[RECORDS SUPPLIED — start]

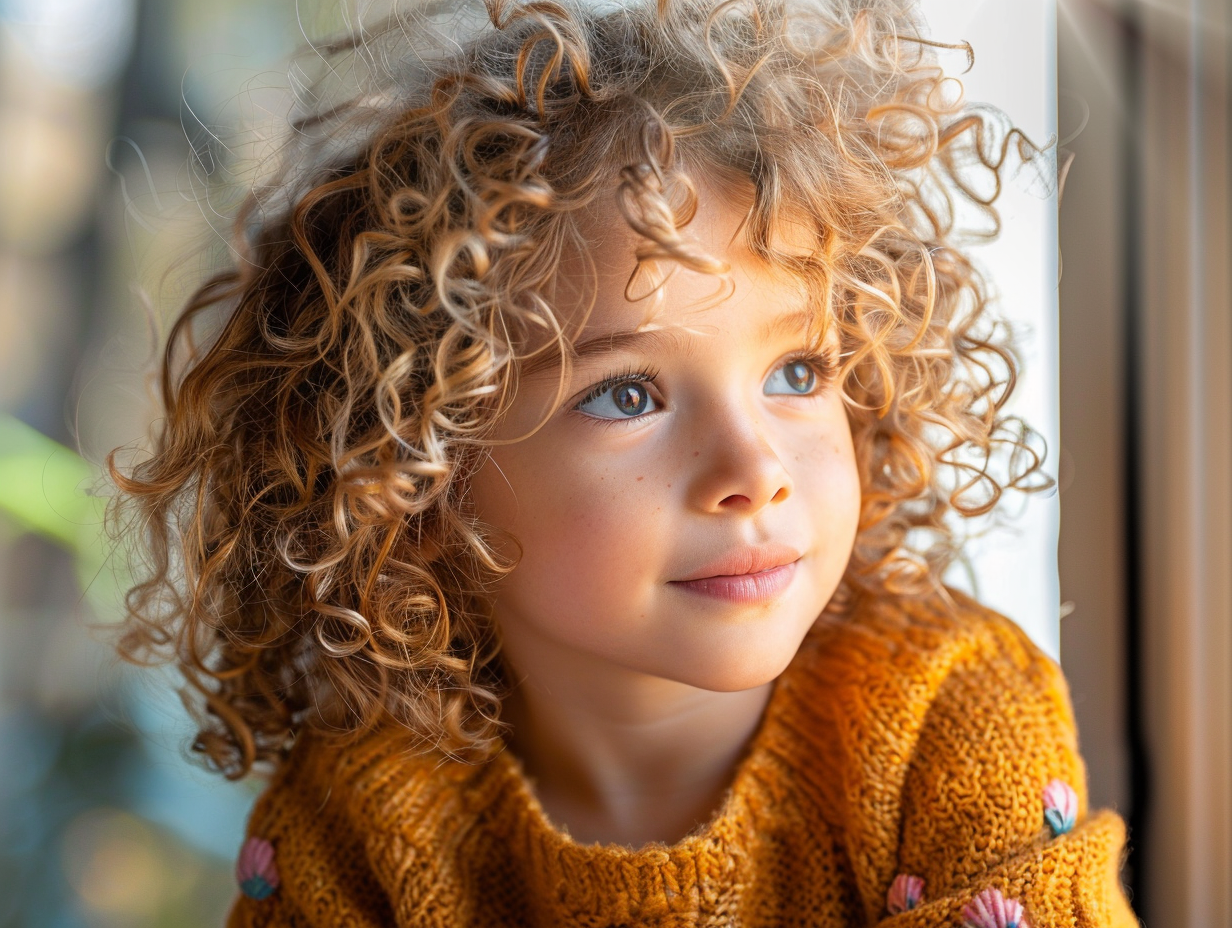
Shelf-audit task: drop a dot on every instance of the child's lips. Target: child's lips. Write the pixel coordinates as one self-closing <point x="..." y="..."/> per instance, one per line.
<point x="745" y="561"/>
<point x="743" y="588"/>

[RECORDS SUPPLIED — finish]
[RECORDS SUPPLIED — start]

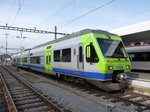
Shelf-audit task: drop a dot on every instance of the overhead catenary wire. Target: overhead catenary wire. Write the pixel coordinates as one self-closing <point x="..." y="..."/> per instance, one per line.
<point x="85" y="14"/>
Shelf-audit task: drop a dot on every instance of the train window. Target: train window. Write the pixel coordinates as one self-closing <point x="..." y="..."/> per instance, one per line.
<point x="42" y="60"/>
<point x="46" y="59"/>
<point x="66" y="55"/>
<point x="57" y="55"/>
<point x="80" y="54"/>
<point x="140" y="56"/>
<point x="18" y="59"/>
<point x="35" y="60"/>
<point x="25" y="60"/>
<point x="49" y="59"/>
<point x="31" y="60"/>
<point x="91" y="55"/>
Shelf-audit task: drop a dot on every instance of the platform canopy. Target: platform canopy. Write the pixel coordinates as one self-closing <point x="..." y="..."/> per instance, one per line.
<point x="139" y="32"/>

[RECORDS SUPPLIED — finish]
[RECORDS SUPPLIED — start]

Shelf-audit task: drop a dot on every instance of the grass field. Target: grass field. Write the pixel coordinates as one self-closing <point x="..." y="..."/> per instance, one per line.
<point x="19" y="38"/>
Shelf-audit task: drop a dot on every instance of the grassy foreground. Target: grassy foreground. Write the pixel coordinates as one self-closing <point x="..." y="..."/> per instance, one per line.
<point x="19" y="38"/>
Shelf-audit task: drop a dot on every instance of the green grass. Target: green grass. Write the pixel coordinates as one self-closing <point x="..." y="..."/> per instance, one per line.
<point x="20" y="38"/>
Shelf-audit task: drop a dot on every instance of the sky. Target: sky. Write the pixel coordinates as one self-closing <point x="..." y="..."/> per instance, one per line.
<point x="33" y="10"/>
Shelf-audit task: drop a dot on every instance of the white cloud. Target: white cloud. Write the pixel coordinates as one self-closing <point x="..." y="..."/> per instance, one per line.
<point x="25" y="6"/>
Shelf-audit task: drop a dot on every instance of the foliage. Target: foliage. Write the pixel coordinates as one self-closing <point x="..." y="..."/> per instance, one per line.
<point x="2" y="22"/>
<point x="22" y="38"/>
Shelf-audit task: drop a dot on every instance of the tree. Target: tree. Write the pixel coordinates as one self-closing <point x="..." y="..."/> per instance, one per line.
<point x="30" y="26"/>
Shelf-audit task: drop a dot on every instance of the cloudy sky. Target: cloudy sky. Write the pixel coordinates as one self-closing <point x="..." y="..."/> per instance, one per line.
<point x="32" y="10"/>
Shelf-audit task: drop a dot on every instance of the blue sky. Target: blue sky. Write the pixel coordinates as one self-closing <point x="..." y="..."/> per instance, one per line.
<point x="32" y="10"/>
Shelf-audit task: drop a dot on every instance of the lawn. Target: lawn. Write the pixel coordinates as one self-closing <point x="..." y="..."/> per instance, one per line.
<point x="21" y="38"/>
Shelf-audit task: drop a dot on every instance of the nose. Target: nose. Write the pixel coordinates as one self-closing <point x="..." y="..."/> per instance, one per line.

[RECORDS SUPPLIED — finish]

Copy out, exactly and alone, the lines of the entries above between the ones holding "Shelf-audit task: drop a dot on every instance of the lawn." and "Shelf-audit task: drop a dot on every instance of the nose.", inclusive.

Shelf-audit task: drop a dot on every instance of the lawn. Target: lawn. Write the pixel coordinates as one self-closing <point x="..." y="..."/> per instance, one per line.
<point x="21" y="38"/>
Shelf-audit task: drop a dot on every instance of the nose. Target: nose. Write the pixel coordinates as one self-closing <point x="..." y="..."/> per instance, one per line.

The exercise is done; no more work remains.